== Written request ==
Find each line below that contains the word "belly", and copy those lines out.

------------------------------------

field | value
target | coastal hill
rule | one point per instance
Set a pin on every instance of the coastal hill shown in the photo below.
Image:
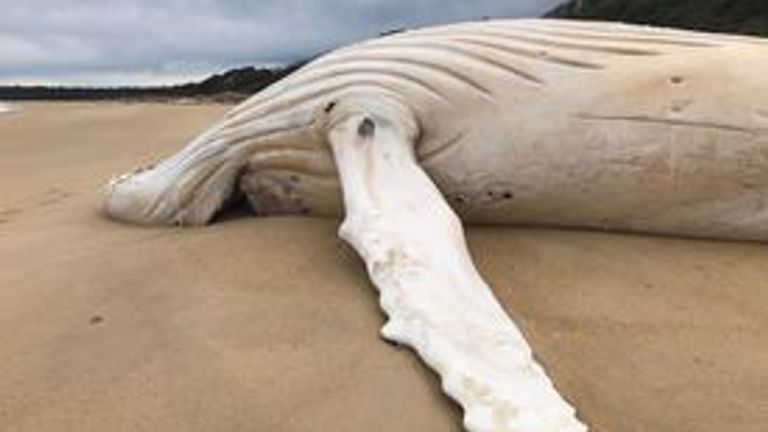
(749, 17)
(732, 16)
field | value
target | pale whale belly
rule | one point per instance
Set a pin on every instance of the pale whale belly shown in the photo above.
(538, 122)
(582, 125)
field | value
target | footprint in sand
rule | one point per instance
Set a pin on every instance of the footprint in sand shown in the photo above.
(54, 196)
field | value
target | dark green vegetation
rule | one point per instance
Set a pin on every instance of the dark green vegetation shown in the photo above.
(748, 17)
(730, 16)
(233, 85)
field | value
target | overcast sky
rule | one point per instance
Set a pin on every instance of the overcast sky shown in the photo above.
(106, 42)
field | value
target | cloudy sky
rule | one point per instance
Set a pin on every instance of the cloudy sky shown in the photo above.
(107, 42)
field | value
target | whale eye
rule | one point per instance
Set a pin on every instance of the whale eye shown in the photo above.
(366, 128)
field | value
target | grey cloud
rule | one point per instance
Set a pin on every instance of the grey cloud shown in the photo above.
(51, 39)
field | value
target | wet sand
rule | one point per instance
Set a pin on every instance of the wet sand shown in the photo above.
(271, 324)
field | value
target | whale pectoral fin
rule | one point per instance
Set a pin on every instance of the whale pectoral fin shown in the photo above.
(414, 249)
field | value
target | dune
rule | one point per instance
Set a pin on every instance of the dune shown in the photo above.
(271, 324)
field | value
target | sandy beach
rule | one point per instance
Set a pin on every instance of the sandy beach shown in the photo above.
(271, 324)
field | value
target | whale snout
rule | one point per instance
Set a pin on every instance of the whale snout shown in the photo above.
(134, 197)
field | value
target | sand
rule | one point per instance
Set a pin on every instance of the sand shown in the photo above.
(271, 324)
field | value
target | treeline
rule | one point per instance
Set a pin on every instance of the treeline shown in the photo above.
(748, 17)
(233, 85)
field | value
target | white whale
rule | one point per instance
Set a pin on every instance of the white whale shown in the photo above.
(548, 122)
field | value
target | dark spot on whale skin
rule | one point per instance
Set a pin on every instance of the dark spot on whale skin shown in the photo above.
(366, 128)
(498, 194)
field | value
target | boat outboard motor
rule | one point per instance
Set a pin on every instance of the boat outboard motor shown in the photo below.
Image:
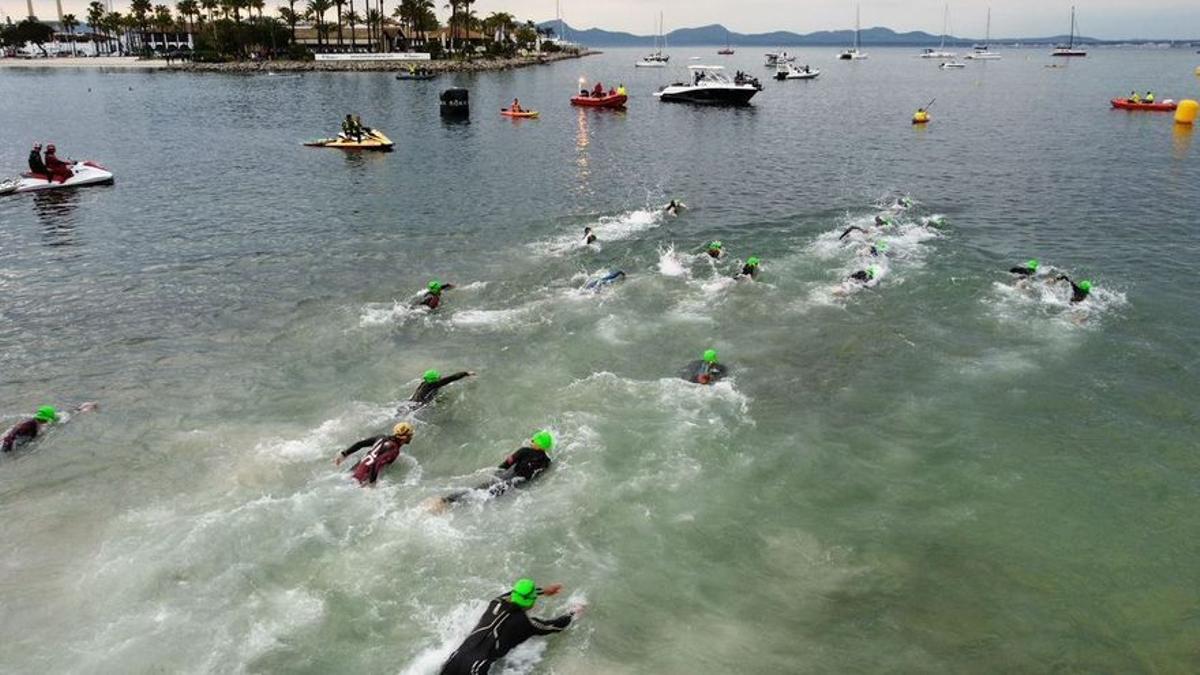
(455, 103)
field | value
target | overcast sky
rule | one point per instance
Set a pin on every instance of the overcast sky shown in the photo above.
(1009, 18)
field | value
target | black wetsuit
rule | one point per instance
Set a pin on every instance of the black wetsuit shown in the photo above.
(517, 469)
(1077, 293)
(21, 434)
(702, 372)
(426, 390)
(35, 163)
(502, 627)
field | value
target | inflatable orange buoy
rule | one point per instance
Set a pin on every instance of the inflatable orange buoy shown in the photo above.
(1187, 111)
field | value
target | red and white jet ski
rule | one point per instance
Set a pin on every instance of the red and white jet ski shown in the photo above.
(83, 173)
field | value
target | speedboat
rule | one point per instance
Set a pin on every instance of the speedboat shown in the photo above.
(373, 139)
(930, 53)
(83, 173)
(712, 87)
(791, 71)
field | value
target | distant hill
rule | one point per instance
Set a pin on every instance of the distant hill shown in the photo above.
(717, 34)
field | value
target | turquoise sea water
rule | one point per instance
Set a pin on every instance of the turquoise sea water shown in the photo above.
(940, 473)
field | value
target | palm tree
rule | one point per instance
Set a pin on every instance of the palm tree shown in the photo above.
(316, 11)
(339, 5)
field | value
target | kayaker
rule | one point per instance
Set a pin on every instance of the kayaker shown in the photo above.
(384, 451)
(29, 429)
(505, 625)
(705, 371)
(1080, 291)
(865, 275)
(750, 269)
(36, 166)
(432, 297)
(57, 167)
(431, 382)
(1029, 269)
(522, 466)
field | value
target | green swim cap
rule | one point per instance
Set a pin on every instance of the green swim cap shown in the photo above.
(543, 441)
(525, 593)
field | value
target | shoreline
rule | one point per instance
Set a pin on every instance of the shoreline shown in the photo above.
(135, 63)
(447, 66)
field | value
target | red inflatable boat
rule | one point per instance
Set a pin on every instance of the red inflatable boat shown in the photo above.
(1127, 105)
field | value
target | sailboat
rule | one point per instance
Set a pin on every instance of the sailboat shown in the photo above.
(982, 52)
(853, 54)
(657, 59)
(727, 51)
(1069, 48)
(940, 53)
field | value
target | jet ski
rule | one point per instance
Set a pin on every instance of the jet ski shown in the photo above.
(372, 139)
(83, 173)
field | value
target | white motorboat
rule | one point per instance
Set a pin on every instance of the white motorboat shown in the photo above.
(83, 173)
(855, 53)
(712, 87)
(983, 52)
(791, 71)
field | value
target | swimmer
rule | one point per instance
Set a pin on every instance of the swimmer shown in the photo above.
(865, 275)
(505, 623)
(432, 381)
(1029, 269)
(384, 451)
(522, 466)
(705, 371)
(750, 269)
(432, 296)
(28, 430)
(1080, 291)
(606, 280)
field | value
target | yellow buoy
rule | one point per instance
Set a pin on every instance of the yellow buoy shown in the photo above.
(1187, 112)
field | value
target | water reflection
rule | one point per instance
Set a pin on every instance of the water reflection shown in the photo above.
(55, 209)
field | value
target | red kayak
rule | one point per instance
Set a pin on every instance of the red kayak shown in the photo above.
(607, 101)
(1127, 105)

------------------------------------

== Response to this exercise ==
target | pale whale belly
Set a pin on every instance of the pale whale belly shown in the photo above.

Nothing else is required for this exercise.